■ Data supplied:
_ _ _ _ _ _ _
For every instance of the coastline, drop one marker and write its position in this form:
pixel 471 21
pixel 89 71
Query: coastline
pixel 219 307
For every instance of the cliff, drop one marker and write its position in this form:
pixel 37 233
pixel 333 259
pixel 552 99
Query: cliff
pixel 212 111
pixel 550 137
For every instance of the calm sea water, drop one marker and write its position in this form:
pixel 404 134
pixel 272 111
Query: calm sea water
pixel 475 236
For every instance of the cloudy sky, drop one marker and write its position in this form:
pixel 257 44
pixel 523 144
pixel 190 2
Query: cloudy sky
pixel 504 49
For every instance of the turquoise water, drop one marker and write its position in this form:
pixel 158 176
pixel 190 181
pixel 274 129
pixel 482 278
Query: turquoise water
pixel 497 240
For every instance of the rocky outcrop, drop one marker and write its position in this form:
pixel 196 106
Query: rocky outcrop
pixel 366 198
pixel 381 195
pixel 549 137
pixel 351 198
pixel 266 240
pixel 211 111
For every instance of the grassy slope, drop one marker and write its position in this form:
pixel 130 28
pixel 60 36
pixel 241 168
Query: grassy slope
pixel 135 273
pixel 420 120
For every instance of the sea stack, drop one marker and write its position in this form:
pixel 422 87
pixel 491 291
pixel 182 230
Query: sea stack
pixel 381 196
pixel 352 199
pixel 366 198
_ _ _ _ _ _ _
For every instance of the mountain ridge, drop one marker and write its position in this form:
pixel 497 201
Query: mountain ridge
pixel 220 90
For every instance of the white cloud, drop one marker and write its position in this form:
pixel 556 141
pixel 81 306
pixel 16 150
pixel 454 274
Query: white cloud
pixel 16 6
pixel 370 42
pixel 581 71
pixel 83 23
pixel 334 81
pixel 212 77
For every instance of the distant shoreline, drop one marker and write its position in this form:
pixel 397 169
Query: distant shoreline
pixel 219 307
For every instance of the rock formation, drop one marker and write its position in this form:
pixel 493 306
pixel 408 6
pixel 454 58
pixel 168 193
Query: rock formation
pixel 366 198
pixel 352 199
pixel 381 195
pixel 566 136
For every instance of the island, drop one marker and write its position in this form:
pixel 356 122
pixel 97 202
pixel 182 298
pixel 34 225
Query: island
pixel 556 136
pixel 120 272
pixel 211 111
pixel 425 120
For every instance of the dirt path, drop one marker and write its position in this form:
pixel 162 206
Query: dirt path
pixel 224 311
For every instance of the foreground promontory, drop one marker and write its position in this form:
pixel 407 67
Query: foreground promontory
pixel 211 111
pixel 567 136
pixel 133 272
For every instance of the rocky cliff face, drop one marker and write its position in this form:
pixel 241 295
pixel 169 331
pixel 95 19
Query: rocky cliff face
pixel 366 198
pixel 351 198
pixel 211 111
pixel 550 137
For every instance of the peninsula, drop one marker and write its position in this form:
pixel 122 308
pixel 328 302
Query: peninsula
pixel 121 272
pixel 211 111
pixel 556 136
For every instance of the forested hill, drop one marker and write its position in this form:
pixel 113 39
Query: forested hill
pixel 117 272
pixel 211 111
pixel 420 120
_ _ _ _ _ _ _
■ Work to be completed:
Reprint exactly the lines above that start at the one with "For every instance of the coastline, drop" and end at the one with "For every instance of the grassy", keeping both and adding none.

■ Output below:
For every instance of the coastline, drop one marker and write its position in this form:
pixel 471 21
pixel 89 71
Query: coastline
pixel 219 307
For every instance of the cliff, drop one marker and write its position in this form:
pixel 37 233
pixel 333 259
pixel 552 99
Query: cliff
pixel 212 111
pixel 550 137
For every instance of the calm sea water, drop one marker and write its position in this form:
pixel 404 134
pixel 272 111
Query: calm sea water
pixel 475 236
For every instance of the cloudy sky, drop one marker and write its position in this form:
pixel 257 44
pixel 523 144
pixel 190 2
Query: cloudy sky
pixel 504 49
For every instance of the turquoise water, drop one marker and write its position in this form:
pixel 158 176
pixel 190 181
pixel 274 129
pixel 482 278
Query: turquoise water
pixel 497 240
For every instance of the rocky outcrop, drop one marker and write its position in this form:
pixel 196 106
Query: rocky outcrop
pixel 366 198
pixel 381 195
pixel 549 137
pixel 351 198
pixel 266 240
pixel 211 111
For every instance of the grassy slope, drop one marker and write its position in this form:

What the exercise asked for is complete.